Text shown:
---
For The Believer, Vauhini Vara has an essay about how AI technology—specifically a model called GPT-3—helped her grieve the death of her sister: “I found myself irresistibly attracted to GPT-3—to the way it offered, without judgment, to deliver words to a writer who has found herself at a loss for them. One night, when my husband was asleep, I asked for its help in telling a true story.”
At the New York Times, William J. Broad writes about Charles H. Loeb, a Black journalist who covered the atomic bomb strike on Hiroshima. Loeb’s investigations led him to conclude that radiation from the blast had sickened the city’s residents, a finding that contradicted the official line from the War Department, the Manhattan Project, and the New York Times. As the present-day Times article explains, “Science and history would prove Mr. Loeb right. His reporting not only challenged the official government line but also echoed the skepticism of many Black Americans, who, scholars say, worried that race had played a role in the United States’ decision to drop the experimental weapons on Japan.”
Tomorrow night at 8pm Eastern, Powell’s Books in Portland will host memoirist and fiction writer Saïd Sayrafiezadeh in conversation with David Adjmi. Sayrafiezadeh will discuss his new story collection, American Estrangement, published by Norton.
LitHub has a list of twenty new books to look out for this week, including new work by Melissa Broder, Spencer Ackerman, Alaa Al Aswany, Elly Fishman, and more.
At The Cut, Lizzie Feidelson writes about the community of people with dissociative identity disorder on YouTube: “Instead of seeing their alters as fuzzy, scary presences, the hosts said, they had gotten to know them, and hosts and alters could communicate with one another easily.”
---
Source material:
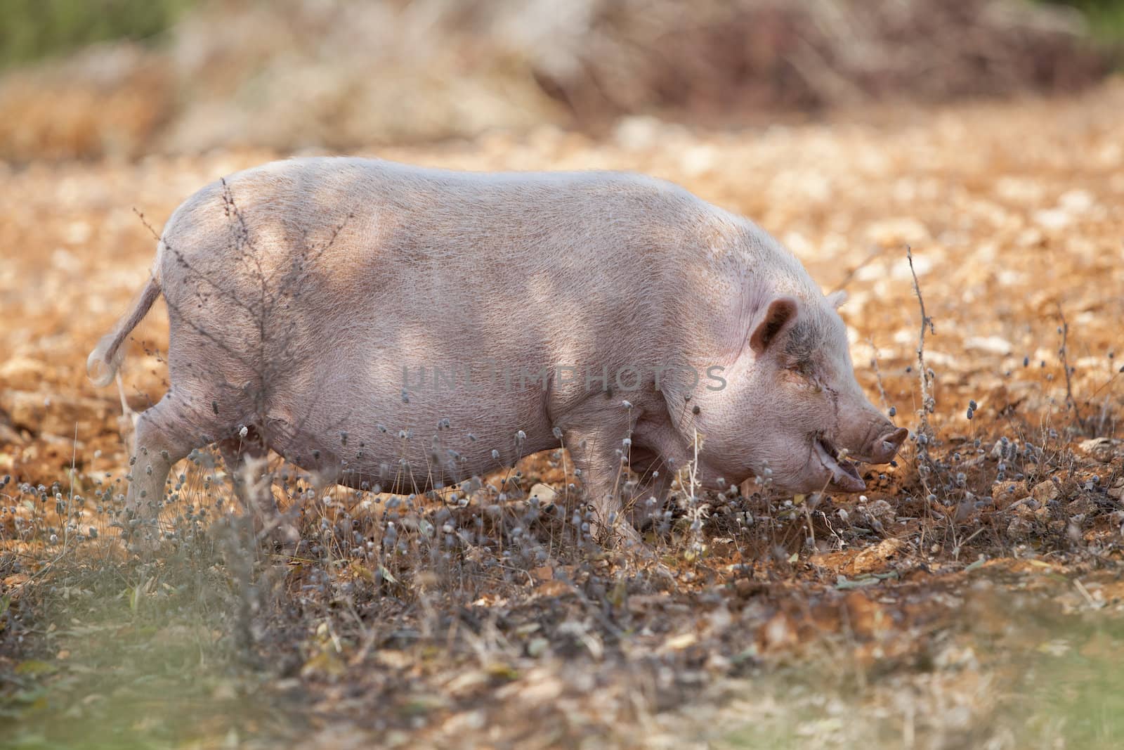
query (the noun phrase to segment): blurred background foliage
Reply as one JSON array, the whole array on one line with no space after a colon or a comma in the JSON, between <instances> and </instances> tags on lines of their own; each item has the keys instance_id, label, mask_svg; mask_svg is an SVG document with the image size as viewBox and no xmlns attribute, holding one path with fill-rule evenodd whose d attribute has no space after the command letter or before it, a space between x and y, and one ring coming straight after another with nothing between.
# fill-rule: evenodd
<instances>
[{"instance_id":1,"label":"blurred background foliage","mask_svg":"<svg viewBox=\"0 0 1124 750\"><path fill-rule=\"evenodd\" d=\"M1071 92L1121 39L1124 0L0 0L0 160Z\"/></svg>"},{"instance_id":2,"label":"blurred background foliage","mask_svg":"<svg viewBox=\"0 0 1124 750\"><path fill-rule=\"evenodd\" d=\"M192 0L0 0L0 65L80 49L97 42L148 39Z\"/></svg>"}]
</instances>

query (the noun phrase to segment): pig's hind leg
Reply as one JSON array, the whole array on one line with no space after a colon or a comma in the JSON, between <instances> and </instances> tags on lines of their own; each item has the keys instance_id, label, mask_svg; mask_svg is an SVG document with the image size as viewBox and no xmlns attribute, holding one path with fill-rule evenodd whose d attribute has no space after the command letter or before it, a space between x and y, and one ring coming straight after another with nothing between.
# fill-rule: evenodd
<instances>
[{"instance_id":1,"label":"pig's hind leg","mask_svg":"<svg viewBox=\"0 0 1124 750\"><path fill-rule=\"evenodd\" d=\"M125 500L130 545L151 549L160 541L160 510L167 475L176 461L207 444L197 424L191 409L172 392L137 417Z\"/></svg>"}]
</instances>

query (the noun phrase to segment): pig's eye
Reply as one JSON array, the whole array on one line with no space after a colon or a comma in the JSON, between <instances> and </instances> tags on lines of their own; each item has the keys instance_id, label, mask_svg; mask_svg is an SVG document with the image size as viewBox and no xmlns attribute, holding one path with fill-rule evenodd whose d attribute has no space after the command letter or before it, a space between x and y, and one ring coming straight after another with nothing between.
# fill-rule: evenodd
<instances>
[{"instance_id":1,"label":"pig's eye","mask_svg":"<svg viewBox=\"0 0 1124 750\"><path fill-rule=\"evenodd\" d=\"M807 378L808 380L812 380L815 376L815 368L812 367L812 362L804 362L804 361L794 362L792 364L789 364L785 369L791 372L792 374L797 374L801 378Z\"/></svg>"},{"instance_id":2,"label":"pig's eye","mask_svg":"<svg viewBox=\"0 0 1124 750\"><path fill-rule=\"evenodd\" d=\"M794 386L818 394L823 390L810 362L796 362L785 368L785 379Z\"/></svg>"}]
</instances>

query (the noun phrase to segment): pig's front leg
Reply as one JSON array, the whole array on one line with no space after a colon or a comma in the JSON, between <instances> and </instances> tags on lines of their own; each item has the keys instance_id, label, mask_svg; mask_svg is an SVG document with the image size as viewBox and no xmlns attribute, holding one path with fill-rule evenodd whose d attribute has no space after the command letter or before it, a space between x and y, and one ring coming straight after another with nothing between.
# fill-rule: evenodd
<instances>
[{"instance_id":1,"label":"pig's front leg","mask_svg":"<svg viewBox=\"0 0 1124 750\"><path fill-rule=\"evenodd\" d=\"M566 435L573 466L581 471L586 501L593 506L590 533L596 542L608 548L638 549L643 541L628 522L620 496L627 478L627 464L619 450L623 439L608 435L609 431L571 431Z\"/></svg>"}]
</instances>

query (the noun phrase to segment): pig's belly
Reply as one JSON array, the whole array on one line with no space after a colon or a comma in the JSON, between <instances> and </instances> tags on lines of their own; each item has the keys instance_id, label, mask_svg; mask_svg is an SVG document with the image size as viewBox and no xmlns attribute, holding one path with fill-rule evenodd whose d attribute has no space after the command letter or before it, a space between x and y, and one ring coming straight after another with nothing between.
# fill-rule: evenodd
<instances>
[{"instance_id":1,"label":"pig's belly","mask_svg":"<svg viewBox=\"0 0 1124 750\"><path fill-rule=\"evenodd\" d=\"M543 401L535 392L415 395L408 403L355 392L311 408L271 409L265 440L287 461L337 484L422 493L559 448Z\"/></svg>"}]
</instances>

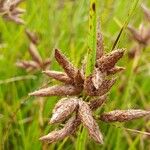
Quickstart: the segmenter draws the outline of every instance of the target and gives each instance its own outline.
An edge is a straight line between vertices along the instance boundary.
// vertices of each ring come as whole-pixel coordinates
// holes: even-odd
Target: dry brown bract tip
[[[27,72],[46,69],[50,65],[50,60],[49,59],[43,60],[41,55],[39,54],[37,50],[38,38],[34,33],[32,33],[29,30],[26,30],[26,34],[30,40],[28,51],[32,57],[32,60],[18,61],[16,65],[20,68],[25,69]]]
[[[18,8],[18,5],[24,0],[1,0],[0,1],[0,15],[10,21],[17,24],[24,24],[24,20],[21,18],[25,12],[24,9]]]
[[[144,4],[141,5],[141,8],[142,8],[147,20],[150,21],[150,9],[148,9]]]

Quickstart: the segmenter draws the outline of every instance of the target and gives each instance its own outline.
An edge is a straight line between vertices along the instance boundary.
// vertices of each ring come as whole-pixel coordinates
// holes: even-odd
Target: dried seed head
[[[74,83],[76,86],[83,87],[84,77],[82,76],[81,72],[78,70],[74,76]]]
[[[97,90],[101,86],[106,75],[105,73],[102,73],[98,68],[95,68],[92,76],[93,85]]]
[[[91,109],[89,105],[84,102],[79,102],[78,115],[83,123],[83,125],[88,129],[90,136],[98,143],[103,143],[103,135],[99,130],[98,124],[92,116]]]
[[[39,42],[39,39],[38,39],[37,35],[34,32],[31,32],[29,29],[26,29],[25,32],[26,32],[26,35],[27,35],[28,39],[32,43],[34,43],[35,45],[37,45],[38,42]]]
[[[118,60],[123,56],[124,49],[117,49],[112,51],[111,53],[102,56],[99,60],[97,60],[97,66],[101,72],[106,72],[112,69]]]
[[[140,109],[129,110],[114,110],[108,113],[104,113],[100,116],[100,119],[105,122],[124,122],[137,119],[146,115],[150,115],[150,111]]]
[[[56,85],[44,89],[40,89],[33,93],[30,93],[31,96],[73,96],[80,94],[82,89],[76,88],[72,85]]]
[[[150,10],[144,4],[141,5],[141,8],[142,8],[147,20],[150,21]]]
[[[67,60],[67,58],[58,50],[55,49],[55,58],[57,62],[62,66],[65,70],[66,74],[74,79],[77,69]]]
[[[97,108],[99,108],[103,103],[105,103],[106,98],[107,98],[107,95],[103,95],[99,98],[95,98],[91,100],[89,103],[90,109],[96,110]]]
[[[50,70],[43,71],[43,73],[45,73],[51,78],[54,78],[66,84],[73,84],[73,80],[69,78],[66,73],[59,72],[59,71],[50,71]]]
[[[41,65],[42,64],[42,58],[41,58],[35,44],[30,43],[29,52],[30,52],[33,60]]]
[[[59,107],[58,107],[59,105]],[[54,113],[50,120],[50,123],[58,123],[64,121],[71,113],[75,111],[78,107],[78,99],[77,98],[66,98],[61,101],[61,105],[56,104],[56,108],[54,108]]]

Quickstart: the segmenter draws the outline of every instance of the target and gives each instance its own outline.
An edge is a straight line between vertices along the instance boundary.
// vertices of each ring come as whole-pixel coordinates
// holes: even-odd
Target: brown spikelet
---
Work required: Summarize the literary roundup above in three sentences.

Response to the task: The roundup points to Vauhini Vara's essay in The Believer about how the AI model GPT-3 helped her grieve her sister's death. It also points to William J. Broad's New York Times article on Charles H. Loeb, a Black journalist whose finding that radiation had sickened Hiroshima's residents contradicted the official line and was later proven right. It further notes that Powell's Books in Portland will host Saïd Sayrafiezadeh in conversation with David Adjmi about his new story collection, American Estrangement, that LitHub has listed twenty new books to look out for this week, and that Lizzie Feidelson has written in The Cut about the YouTube community of people with dissociative identity disorder.